═════ Trecho do documento

Fiz uma lista de palavras para pesquisar quando parei diante de uma grande banca com saquinhos contendo lascas de árvores, chás, folhas de matos cheirosos, frutos secos e sementes. Entre as palavras estão: cafuasu, capeúba, uxi amarelo, jucá, andiroba, envirataia, jureia, barba limão, escada de jabuti, sacacá, sucuba, pau tenente, saracura mirá, carapana ubá, asaçu, imburama, jurema, mururé, unha de gato, juá e sucupira. Trabalho não me falta. Mas devo recorrer à Neide Rigo, do blog come-se que, mais dedicada que eu aos nomes científicos e às eficácias desses elementos, esteve no Pará há pouco tempo e publicou informações detalhadas sobre plantas e ervas que encontrou na região.
Depois desse passeio pelo mercado e de tantos cheiros, cores e sensações, parei na lojinha de produtos feitos de palha: cestos, potinhos, porta-joias, fruteiras, descansos de panelas para mesa, sousplats, bolsas, enfim, coisas bonitas de ver, empoeiradas e que, nem tão baratas atualmente por aquelas bandas, ainda são bem mais em conta do que quando são encontradas em lojas em São Paulo, como Etna e Tok&Stok. Certo é que são objetos produzidos pelos indígenas que têm bom gosto e funcionalidade para o dia-a-dia.
Quando terminava minha compra, o telefone tocou e era o Silas, dizendo que ele e um pessoal da Ufopa – Universidade Federal do Oeste do Pará – me buscariam para almoçar. Terminou meu tempo no mercadão de Santarém, mas não as minhas emoções dessa segunda-feira, anteontem.
Por hoje, paro por aqui com um trecho um pouco modificado que escrevi rapidamente para a Euzi numa troca de emails me referindo ao que vi nas pessoas que encontrei nas ruas de Santarém:
Eu estive no Pará. Fiquei entre perplexa e feliz com a atitude deles lá. Preconceito meu, eu achava que lá entre o Pará e o Amazonas onde eu estive, as pessoas teriam uma aura de coitadismo que muitas vezes vemos nos nossos conterrâneos nordestinos. Ledo engano. Eles são o Brasil de fato e direito e sabem bem disso. Falam um português correto, bem pronunciado. São hospitaleiros. Comportam-se como cidadãos (apesar dos que também são preconceituosos demais com os paulistas brancos como eu e aumentam os preços dos peixes e da garrafada, há também os que jogam latinhas vazias pelo vidro do carro) e sabem que estão em cima do ouro mais ouro de todos: a água. A gente que não os respeite e eles dão de ombros para a nossa pseudo-sabedoria mais livresca e televisiva. Eles, apesar da pobreza das cidades, vivem no paraíso e lá é quente pra caramba!
Oi,
Oi, Clau
Foi mesmo uma gostosura ter compartilhado um pouco dessas experiências com você no Pará e, agora, no blog.
Gostei muito da sua sensível leitura do mundo. Bj
Oi, Vania, eu adorei conhecer você. Nosso jantar foi uma delícia. Que a vida nos dê novas oportunidades para que nos reencontremos outras vezes.
Eu bloguei no sábado tudo o que rolou na viagem enquanto ficamos em Alter do Chão. Dê uma olhada. Hoje tô na lida da cozinha! rsrs. Desossando e recheando frango!
Em tempo: é uma honra pra mim receber um post como esse seu. Obrigada! Bjao pra vc.

══════════

● **Instruções da tarefa**: Transcreva sem alterações o trecho do relato sobre Santarém que vai de "Gostei muito da" a "reencontremos outras vezes.". O material apresentado em seguida é independente do relato sobre Santarém.

═════ Dados do exercício

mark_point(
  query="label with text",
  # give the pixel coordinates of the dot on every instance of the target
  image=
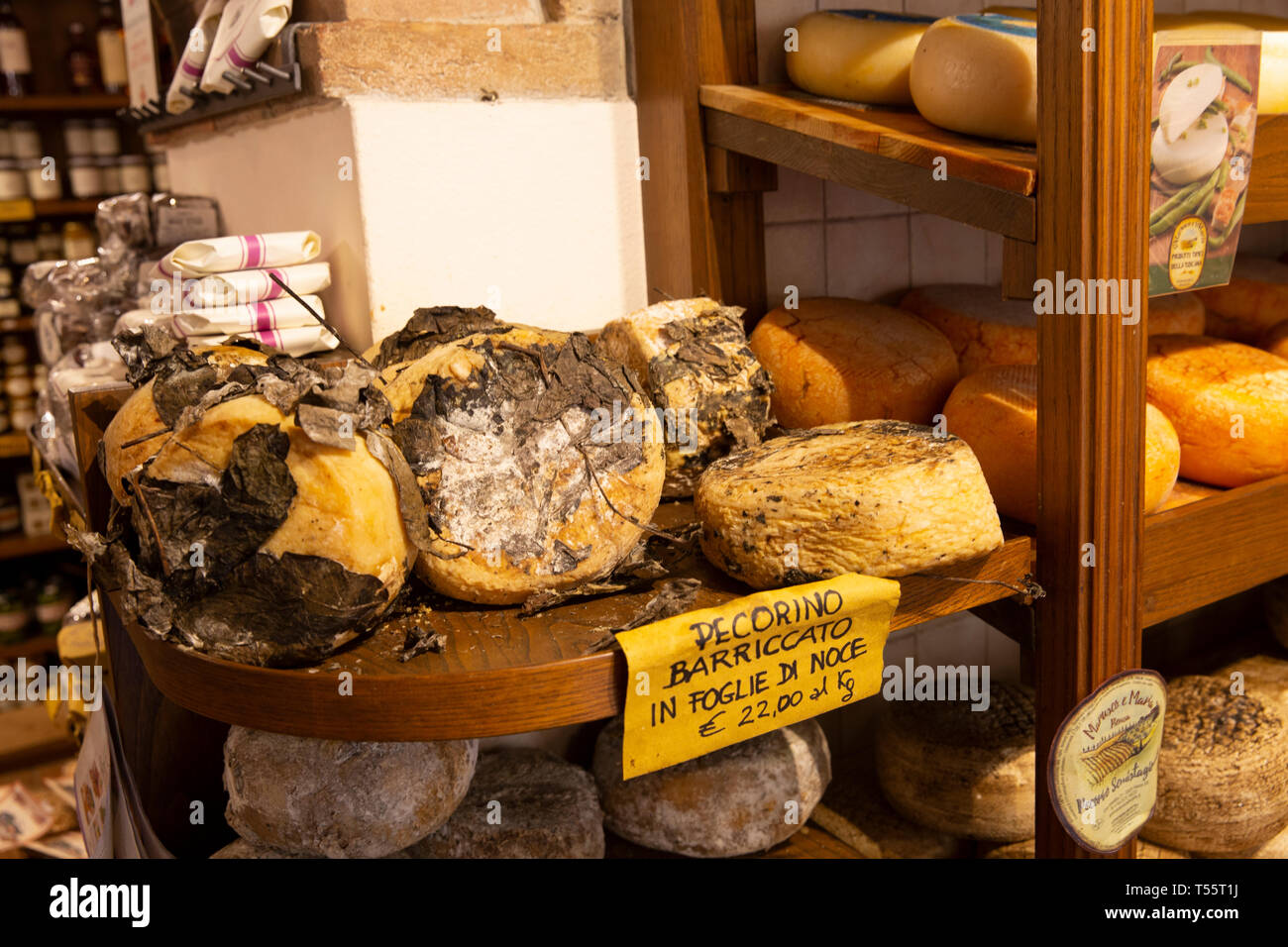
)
(707, 680)
(1103, 772)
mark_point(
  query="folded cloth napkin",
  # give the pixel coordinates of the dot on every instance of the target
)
(265, 316)
(246, 252)
(239, 287)
(245, 31)
(196, 53)
(292, 342)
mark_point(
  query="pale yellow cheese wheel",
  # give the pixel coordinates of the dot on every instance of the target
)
(861, 55)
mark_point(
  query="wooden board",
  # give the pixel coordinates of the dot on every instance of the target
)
(498, 673)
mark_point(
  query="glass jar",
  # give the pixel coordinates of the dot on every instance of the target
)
(25, 140)
(104, 140)
(39, 185)
(13, 180)
(136, 175)
(77, 138)
(85, 176)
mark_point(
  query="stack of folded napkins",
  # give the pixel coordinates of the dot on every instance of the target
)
(211, 290)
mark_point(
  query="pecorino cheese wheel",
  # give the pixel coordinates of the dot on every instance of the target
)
(861, 55)
(1252, 303)
(986, 329)
(532, 458)
(960, 771)
(1223, 771)
(978, 73)
(1028, 849)
(712, 395)
(732, 801)
(840, 360)
(879, 497)
(336, 799)
(1228, 402)
(523, 802)
(996, 412)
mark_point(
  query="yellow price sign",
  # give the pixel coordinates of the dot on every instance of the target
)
(707, 680)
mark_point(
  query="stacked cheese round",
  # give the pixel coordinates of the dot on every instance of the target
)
(1223, 771)
(1228, 402)
(961, 771)
(996, 412)
(840, 360)
(879, 497)
(978, 73)
(1250, 304)
(986, 329)
(861, 55)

══════════

● **Solução redigida**:
Gostei muito da sua sensível leitura do mundo. Bj
Oi, Vania, eu adorei conhecer você. Nosso jantar foi uma delícia. Que a vida nos dê novas oportunidades para que nos reencontremos outras vezes.